Aim of the exercise: Pull out every row below and copy each of its lines without a single change.

(Point annotation records)
■ ■ ■ ■ ■

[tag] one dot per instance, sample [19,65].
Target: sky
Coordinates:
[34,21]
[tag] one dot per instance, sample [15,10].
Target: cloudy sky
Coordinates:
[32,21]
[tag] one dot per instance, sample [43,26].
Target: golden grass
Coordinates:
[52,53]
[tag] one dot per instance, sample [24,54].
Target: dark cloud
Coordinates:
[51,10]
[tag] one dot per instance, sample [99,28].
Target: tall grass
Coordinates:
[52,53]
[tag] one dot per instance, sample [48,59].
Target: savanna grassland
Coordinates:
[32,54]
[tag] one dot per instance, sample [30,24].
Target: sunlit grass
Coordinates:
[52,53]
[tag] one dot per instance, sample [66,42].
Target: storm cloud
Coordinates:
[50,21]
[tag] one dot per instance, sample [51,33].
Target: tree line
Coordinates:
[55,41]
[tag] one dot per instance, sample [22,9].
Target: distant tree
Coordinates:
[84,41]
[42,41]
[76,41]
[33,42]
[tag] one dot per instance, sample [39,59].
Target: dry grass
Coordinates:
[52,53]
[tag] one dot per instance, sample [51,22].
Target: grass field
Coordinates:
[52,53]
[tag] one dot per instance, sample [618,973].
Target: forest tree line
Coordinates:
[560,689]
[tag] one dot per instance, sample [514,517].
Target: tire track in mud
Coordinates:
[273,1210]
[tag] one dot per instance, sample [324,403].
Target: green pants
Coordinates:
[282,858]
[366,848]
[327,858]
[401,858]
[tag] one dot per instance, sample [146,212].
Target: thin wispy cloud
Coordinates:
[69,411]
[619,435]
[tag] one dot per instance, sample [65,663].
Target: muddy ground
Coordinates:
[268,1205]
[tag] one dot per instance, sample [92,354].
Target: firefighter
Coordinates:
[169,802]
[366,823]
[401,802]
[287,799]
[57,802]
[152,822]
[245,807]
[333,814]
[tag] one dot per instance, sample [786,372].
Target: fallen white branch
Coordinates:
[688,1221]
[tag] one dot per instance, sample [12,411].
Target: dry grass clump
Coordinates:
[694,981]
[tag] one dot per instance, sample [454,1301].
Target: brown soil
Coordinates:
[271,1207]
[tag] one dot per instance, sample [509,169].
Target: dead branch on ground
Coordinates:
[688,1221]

■ ■ ■ ■ ■

Task answer:
[tag] one dot per instance, sample [19,65].
Target: sky
Coordinates:
[34,21]
[tag] one dot per instance, sample [15,10].
Target: cloudy sky
Coordinates:
[32,21]
[tag] one dot per instance, sample [43,26].
Target: golden grass
Coordinates:
[52,53]
[tag] one dot per instance, sample [24,54].
Target: dark cloud
Coordinates:
[51,10]
[tag] one dot per instance, sample [99,28].
Target: tall grass
Coordinates:
[52,53]
[tag] one dot per instance, sample [48,59].
Target: savanna grassland
Coordinates:
[32,54]
[tag] one dot per instance, sample [30,24].
Target: sunlit grass
Coordinates:
[52,53]
[tag] one dot per instance, sample [66,42].
Target: storm cloud
Coordinates:
[50,21]
[tag] one dot per instance, sample [51,33].
Target: tree line
Coordinates:
[55,41]
[tag] one dot per instance, sample [22,9].
Target: distant tree
Coordinates:
[84,41]
[42,41]
[76,41]
[33,42]
[tag] one dot per instance, sample [39,59].
Target: dry grass
Coordinates:
[52,53]
[tag] one dot per instance, sample [51,22].
Target: grass field
Coordinates:
[52,53]
[tag] one dot per instance, sample [618,973].
Target: forest tree line
Coordinates:
[560,689]
[tag] one dot per instance, sample [514,517].
Target: tire track in mud
Coordinates:
[273,1210]
[tag] one dot per instance, sample [324,403].
Target: green pants
Coordinates:
[282,858]
[366,848]
[327,858]
[401,858]
[tag] one dot per instance, sample [146,212].
Target: thin wispy cloud
Coordinates:
[69,411]
[619,435]
[tag] one dot per instance, sample [65,663].
Target: muddy ground
Coordinates:
[268,1205]
[tag] one dot per instance, sample [92,354].
Target: firefighter
Coordinates:
[169,802]
[366,823]
[401,802]
[287,799]
[57,802]
[152,822]
[245,807]
[333,814]
[tag] one dot per instance, sample [786,372].
Target: fallen white branch
Coordinates:
[688,1221]
[tag] one dot per instance, sample [12,411].
Target: dry grass clump
Coordinates:
[694,981]
[tag] one dot per instance, sample [454,1301].
Target: brown soil
Coordinates:
[271,1207]
[tag] one dot per instance, sample [509,169].
Target: dead branch on ground
Coordinates:
[688,1221]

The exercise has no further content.